Chapitre V : Mise en abîme de la Belgique et de la monarchie

Histoire de la monarchie belge

La Belgique malgré tout n° spécial de la revue de l'ULB, 1980

Une mise en abîme: La Belgique malgré tout (n° spécial de la revue de l'ULB, 1980). Reproduit dans l'ouvrage "Le citoyen déclassé" dont cette page est le chapitre V

L'année où je suis entré au collège, la grève de 60 a éclaté. Les trains ne circulaient plus (...). Je faisais de l'auto-stop avec un aîné.

Il y avait peu de voitures sur les routes: des médecins par exemple; puis des délégués syndicaux allant d'usine en usine pour soutenir les grévistes. On avançait de quelques kilomètres à la fois; mais quelles rencontres!

Ces deux élèves d'un collège catholique, les délégués syndicaux les prenaient. Et nous fraternisions. Il s'est révélé alors à moi ceci : ces hommes- là, eux, appartenaient à un vrai peuple. Au contraire de mes professeurs qui étaient de nulle part (...) J'ai su que mon pays existait...

(Thierry Haumont) 1

La Belgique comme Etat unitaire, monarchique, parfois peu parlementaire durant le premier demi-siècle de son existence (avec cependant plus de contenu démocratique que beaucoup d'autres pays), est morte le 26 janvier 1950. A cette date, Jean Rey, ministre du gouvernement PSC-Libéral de G.Eyskens, qui organisera la Consultation Populaire de mars 50, s'oppose à P-H Spaak à la Chambre belge. Voici ce dialogue où Jean Rey plaide en faveur du dépouillement de la Consultation Populaire par régions :

« M. REY - (...) J'ai eu l'occasion de m'entretenir de ce problème avec une personnalité éminente du parti social-chrétien, qui m'a dit: je vous comprends parfaitement. Si la situation était inverse, si c'était en Wallonie que le Roi était populaire et si c'était en Flandre qu'il ne l'était pas, nous n'accepterions pas que la Wallonie nous impose sa volonté. Et je suis convaincu que jamais un socialiste wallon pas plus qu'un libéral wallon...

M. SPAAK - Je suis un socialiste belge.

M. REY - ... et peut-être pas plus qu'un catholique flamand n'aurait accepté qu'une consultation se fasse autrement qu'en permettant à nos concitoyens d'exprimer librement leur avis et qu'on sache ce qu'on pense dans les différentes régions du pays.

====

**OBJECTIF DE L'EXERCICE**
Transcrivez mot pour mot le passage du document source, de « Il y avait peu » à « mon pays existait... ». Le matériau qui suit n'a aucun rapport avec le document source.

**DONNÉES FOURNIES**
====

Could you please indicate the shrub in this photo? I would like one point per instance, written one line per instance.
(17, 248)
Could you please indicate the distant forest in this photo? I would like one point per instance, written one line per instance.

====

**CORRIGÉ DE L'EXERCICE**
Il y avait peu de voitures sur les routes: des médecins par exemple; puis des délégués syndicaux allant d'usine en usine pour soutenir les grévistes. On avançait de quelques kilomètres à la fois; mais quelles rencontres!

Ces deux élèves d'un collège catholique, les délégués syndicaux les prenaient. Et nous fraternisions. Il s'est révélé alors à moi ceci : ces hommes- là, eux, appartenaient à un vrai peuple. Au contraire de mes professeurs qui étaient de nulle part (...) J'ai su que mon pays existait...